▶ **What to work on**:
Line by line, the data below should be set down unchanged, with images excluded.

▶ **Data shown**:

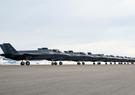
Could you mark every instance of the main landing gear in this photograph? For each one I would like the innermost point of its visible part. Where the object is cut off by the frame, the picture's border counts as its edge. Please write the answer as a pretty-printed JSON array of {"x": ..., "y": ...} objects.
[
  {"x": 55, "y": 63},
  {"x": 25, "y": 63},
  {"x": 79, "y": 63}
]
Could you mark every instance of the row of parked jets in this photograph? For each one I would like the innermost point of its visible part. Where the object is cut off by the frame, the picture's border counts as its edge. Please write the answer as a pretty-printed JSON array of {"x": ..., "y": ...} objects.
[{"x": 55, "y": 55}]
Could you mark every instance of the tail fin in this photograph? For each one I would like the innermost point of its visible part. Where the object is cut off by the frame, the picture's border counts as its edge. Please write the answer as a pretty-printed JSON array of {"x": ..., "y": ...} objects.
[{"x": 8, "y": 48}]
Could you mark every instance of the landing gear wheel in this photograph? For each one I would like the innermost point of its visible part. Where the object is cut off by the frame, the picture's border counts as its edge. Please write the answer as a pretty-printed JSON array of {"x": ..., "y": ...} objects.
[
  {"x": 83, "y": 63},
  {"x": 27, "y": 63},
  {"x": 78, "y": 63},
  {"x": 55, "y": 63},
  {"x": 22, "y": 63},
  {"x": 60, "y": 63},
  {"x": 98, "y": 63}
]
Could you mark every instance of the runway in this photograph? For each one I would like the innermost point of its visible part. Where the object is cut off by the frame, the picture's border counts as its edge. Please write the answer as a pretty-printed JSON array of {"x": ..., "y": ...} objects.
[{"x": 67, "y": 80}]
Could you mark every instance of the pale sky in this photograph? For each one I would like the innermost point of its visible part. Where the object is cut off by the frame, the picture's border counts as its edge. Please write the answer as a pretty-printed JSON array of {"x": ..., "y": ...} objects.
[{"x": 98, "y": 26}]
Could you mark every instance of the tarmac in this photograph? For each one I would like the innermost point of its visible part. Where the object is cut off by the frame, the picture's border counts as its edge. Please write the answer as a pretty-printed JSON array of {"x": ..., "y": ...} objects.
[{"x": 67, "y": 80}]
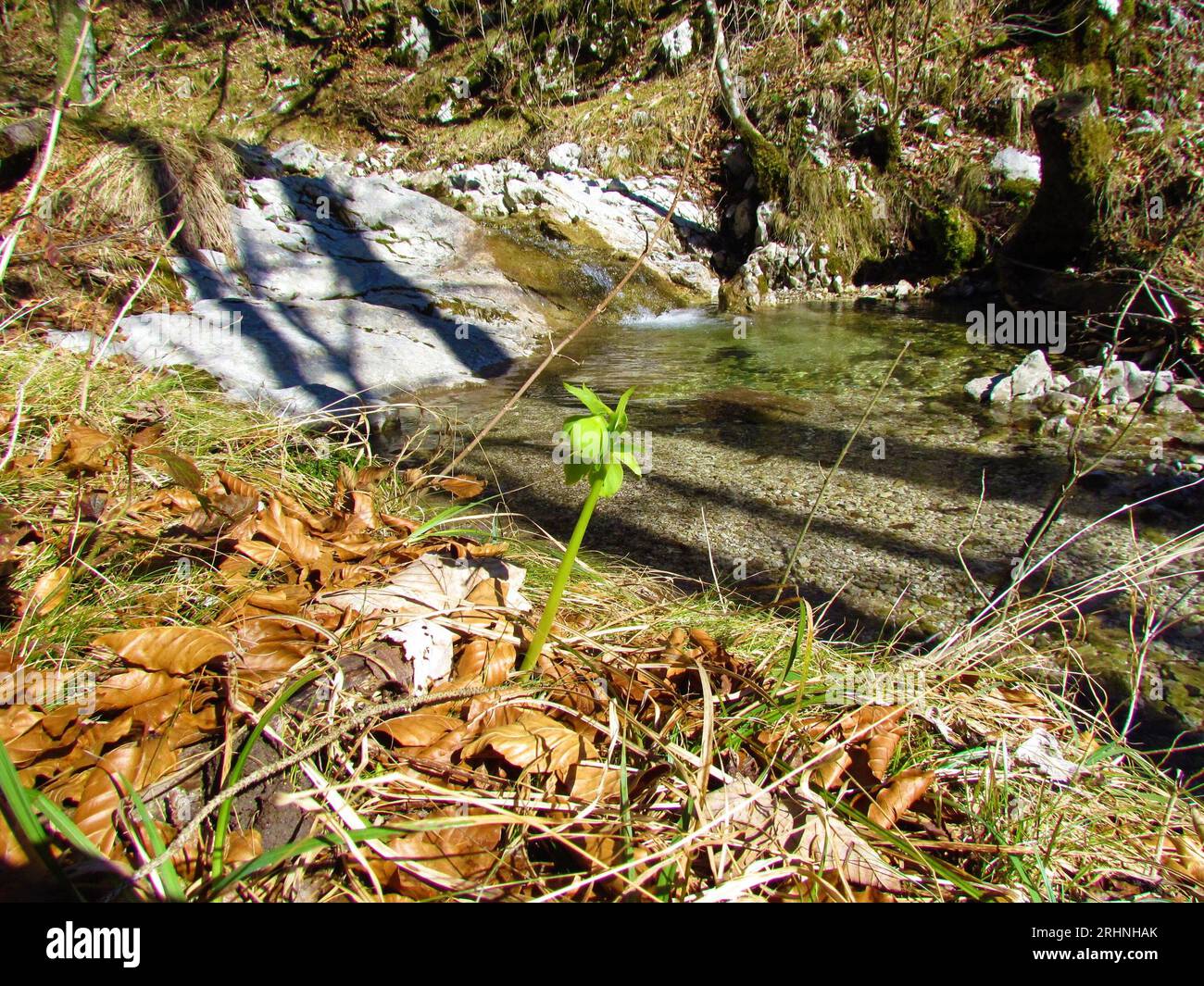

▶ **Response to this task**:
Could you mark every instance of the main landing gear in this photograph? For each one I would like the innermost point of its visible part. Where the object is cut off by the frame, the picture's border counts as its edge. Please write the answer as a pretty-printed JSON array of {"x": ..., "y": ...} objects.
[
  {"x": 55, "y": 63},
  {"x": 25, "y": 63},
  {"x": 79, "y": 63}
]
Could you mark every instance of the row of parked jets in this photograph? For each one I would like the innermost point of its visible part. Where the object is cut off by the frame, the picture's border counts as its edge. Please write the answer as a pretty-printed JSON array of {"x": ..., "y": ...} objects.
[{"x": 55, "y": 55}]
Could you mark every instance of the tail fin in this photograph? For each one I would like the innermost point of its visible part. Where the object is cut off by the frame, the picture's border counts as its edge. Please write the answer as a pretty-printed JSON array of {"x": ..., "y": ...} objects.
[{"x": 8, "y": 48}]
Could you mark every instance of the landing gear wheel in this photograph? For each one I would like the innermost point of its visible part. Where the object is cut off by the frame, the picture's border counts as its edge. Please write the answer as a pretty-printed JSON array of {"x": ..., "y": ...} objects.
[
  {"x": 83, "y": 63},
  {"x": 27, "y": 63},
  {"x": 78, "y": 63},
  {"x": 55, "y": 63},
  {"x": 22, "y": 63},
  {"x": 60, "y": 63},
  {"x": 98, "y": 63}
]
Could you mark every instance of the runway in this photograph? For each one I would like the innermost point of its visible part. Where the object is cut off by the frame, the picture's border counts as its edge. Please write the answer as a pretty-printed JSON array of {"x": ..., "y": ...} objects.
[{"x": 67, "y": 80}]
Could you mark every instance of the pale sky in this photograph? For each one I would like the innermost point of its visible part. Where the object is cut off by the frame, the picture's border counts as its edge. Please write the answer as a pretty-printed JSON array of {"x": ..., "y": ...} objects.
[{"x": 98, "y": 26}]
Could you mark every instance of the tarmac in this photograph? For each one I would like the innermost point of its visible part. Where the object is cut off by the frame, the picture's border counts as its edge. Please write the answer as a pretty-printed JSON array of {"x": ..., "y": ...} objects.
[{"x": 67, "y": 80}]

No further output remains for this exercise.